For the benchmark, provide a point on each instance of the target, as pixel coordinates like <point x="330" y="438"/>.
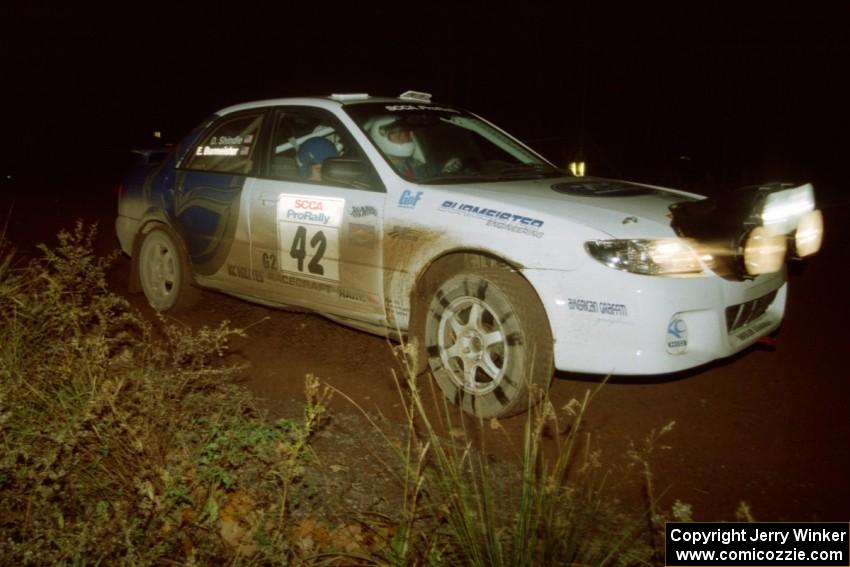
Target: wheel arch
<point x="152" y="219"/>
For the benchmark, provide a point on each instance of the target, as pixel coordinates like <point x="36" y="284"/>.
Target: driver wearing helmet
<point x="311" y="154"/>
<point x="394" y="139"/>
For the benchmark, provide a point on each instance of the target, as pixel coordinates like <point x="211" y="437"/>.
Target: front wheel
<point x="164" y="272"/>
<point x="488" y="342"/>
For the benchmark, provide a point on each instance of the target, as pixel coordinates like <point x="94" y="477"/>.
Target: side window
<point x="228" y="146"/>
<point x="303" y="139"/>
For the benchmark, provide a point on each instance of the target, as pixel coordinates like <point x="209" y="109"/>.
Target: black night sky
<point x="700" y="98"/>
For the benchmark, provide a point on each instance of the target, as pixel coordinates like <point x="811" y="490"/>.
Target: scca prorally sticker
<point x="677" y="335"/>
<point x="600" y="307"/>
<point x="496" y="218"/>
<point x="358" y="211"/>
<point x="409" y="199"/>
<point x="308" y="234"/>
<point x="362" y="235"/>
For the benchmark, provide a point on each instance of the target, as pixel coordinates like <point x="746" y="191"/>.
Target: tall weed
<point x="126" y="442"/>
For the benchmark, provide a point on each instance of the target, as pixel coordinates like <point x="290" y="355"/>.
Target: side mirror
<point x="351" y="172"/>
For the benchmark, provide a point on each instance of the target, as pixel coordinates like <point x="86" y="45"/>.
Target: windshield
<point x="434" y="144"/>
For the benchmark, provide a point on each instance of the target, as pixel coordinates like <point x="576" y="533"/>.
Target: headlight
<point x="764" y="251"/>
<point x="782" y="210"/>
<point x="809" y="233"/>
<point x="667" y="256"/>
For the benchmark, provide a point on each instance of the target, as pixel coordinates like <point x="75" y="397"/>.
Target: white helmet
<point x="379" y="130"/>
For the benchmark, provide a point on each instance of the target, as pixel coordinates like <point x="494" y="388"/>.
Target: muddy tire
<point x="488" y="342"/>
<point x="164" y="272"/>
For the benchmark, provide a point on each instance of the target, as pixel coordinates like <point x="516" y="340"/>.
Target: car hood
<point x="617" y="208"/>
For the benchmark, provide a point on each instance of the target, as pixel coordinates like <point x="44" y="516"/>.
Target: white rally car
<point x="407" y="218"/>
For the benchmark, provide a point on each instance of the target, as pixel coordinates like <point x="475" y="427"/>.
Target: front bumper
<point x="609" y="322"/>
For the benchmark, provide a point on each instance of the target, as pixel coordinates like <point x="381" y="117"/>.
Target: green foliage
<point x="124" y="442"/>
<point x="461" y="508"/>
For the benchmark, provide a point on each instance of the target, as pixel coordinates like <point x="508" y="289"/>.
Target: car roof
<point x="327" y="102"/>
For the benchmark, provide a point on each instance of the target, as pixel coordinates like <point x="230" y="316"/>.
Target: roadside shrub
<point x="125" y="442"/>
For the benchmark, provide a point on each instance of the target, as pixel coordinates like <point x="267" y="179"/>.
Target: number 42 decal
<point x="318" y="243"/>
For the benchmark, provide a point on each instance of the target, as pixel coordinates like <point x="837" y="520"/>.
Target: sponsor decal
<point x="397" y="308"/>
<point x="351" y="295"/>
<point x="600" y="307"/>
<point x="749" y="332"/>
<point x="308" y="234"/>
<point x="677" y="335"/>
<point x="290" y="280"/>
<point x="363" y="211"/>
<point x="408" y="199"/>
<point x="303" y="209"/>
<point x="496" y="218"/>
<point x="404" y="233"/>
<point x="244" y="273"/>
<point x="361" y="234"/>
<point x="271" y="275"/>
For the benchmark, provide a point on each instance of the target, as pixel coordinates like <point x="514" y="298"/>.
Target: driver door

..........

What the task asks
What is needed is an exact reproduction of the data, pictures excluded.

Answer to the task
For the benchmark, provide a point on each instance of the target, as pixel coordinates like <point x="330" y="438"/>.
Target: wheel arch
<point x="152" y="219"/>
For the benchmark, provide a point on each instance of the target, as pixel coordinates like <point x="36" y="284"/>.
Target: driver wearing helmet
<point x="311" y="154"/>
<point x="394" y="139"/>
For the benchmark, provide a point on each instance of the target, as pixel coordinates like <point x="211" y="437"/>.
Target: front wheel
<point x="164" y="272"/>
<point x="488" y="342"/>
For the benchmark, provide a point on each instance of the target, as pixel coordinates like <point x="94" y="477"/>.
Target: side window
<point x="228" y="146"/>
<point x="303" y="139"/>
For the benchmark, provide a point on each instance of the target, as pixel coordinates like <point x="209" y="109"/>.
Target: black night sky
<point x="700" y="98"/>
For the benchmark, provide a point on each instance of the target, as pixel coordinates like <point x="811" y="490"/>.
Target: scca prorally sticker
<point x="677" y="335"/>
<point x="600" y="307"/>
<point x="496" y="218"/>
<point x="358" y="211"/>
<point x="409" y="199"/>
<point x="308" y="234"/>
<point x="362" y="235"/>
For the benchmark, provide a point on each instance of the target, as pixel coordinates like <point x="746" y="191"/>.
Target: tall weed
<point x="126" y="442"/>
For the benchmark, provide a point on each instance of the target, as pixel coordinates like <point x="290" y="355"/>.
Target: side mirror
<point x="351" y="172"/>
For the benchmark, provide a point on each instance of the target, as pixel coordinates like <point x="86" y="45"/>.
Target: windshield
<point x="434" y="144"/>
For the benchmark, provide a point on each instance of the target, as pixel coordinates like <point x="576" y="533"/>.
Target: headlight
<point x="764" y="251"/>
<point x="782" y="210"/>
<point x="809" y="233"/>
<point x="667" y="256"/>
For the benchmark, provide a point on each instance of the target, as pixel coordinates like <point x="75" y="397"/>.
Target: white helmet
<point x="379" y="130"/>
For the benchmark, provide a point on each instance of the target, as pixel coordinates like <point x="494" y="388"/>.
Target: muddy tire
<point x="488" y="342"/>
<point x="164" y="272"/>
For the benchmark, provide a point on each instance of the target, as pixel coordinates like <point x="516" y="340"/>.
Target: car hood
<point x="617" y="208"/>
For the benchmark, provide a point on each instance of the target, as pixel coordinates like <point x="44" y="516"/>.
Target: white rally car
<point x="407" y="218"/>
For the benchmark, provide a point on each instance of the target, as pixel coordinates like <point x="475" y="427"/>.
Target: front bumper
<point x="609" y="322"/>
For the benchmark, provide a point on each instance of the target, as pixel coordinates like <point x="381" y="117"/>.
Target: green foliage
<point x="124" y="442"/>
<point x="461" y="508"/>
For the benchmark, provide a point on each instance of the target, as pixel coordinates like <point x="508" y="289"/>.
Target: car roof
<point x="327" y="102"/>
For the benchmark, provide a point on each instance of the target, as pixel coordinates like <point x="230" y="316"/>.
Target: roadside shrub
<point x="125" y="442"/>
For the benchmark, provide a point on each instance of the target, as pixel coordinates like <point x="267" y="179"/>.
Target: number 42 decal
<point x="318" y="243"/>
For the benchmark, provide a point on each instance of the target, as pixel coordinates like <point x="837" y="520"/>.
Target: sponsor decal
<point x="397" y="308"/>
<point x="351" y="295"/>
<point x="600" y="307"/>
<point x="749" y="332"/>
<point x="308" y="234"/>
<point x="677" y="335"/>
<point x="290" y="280"/>
<point x="363" y="211"/>
<point x="408" y="199"/>
<point x="303" y="209"/>
<point x="496" y="218"/>
<point x="404" y="233"/>
<point x="244" y="273"/>
<point x="361" y="234"/>
<point x="271" y="275"/>
For the benchmark, provide a point on each instance of the target, as pixel coordinates like <point x="514" y="298"/>.
Target: driver door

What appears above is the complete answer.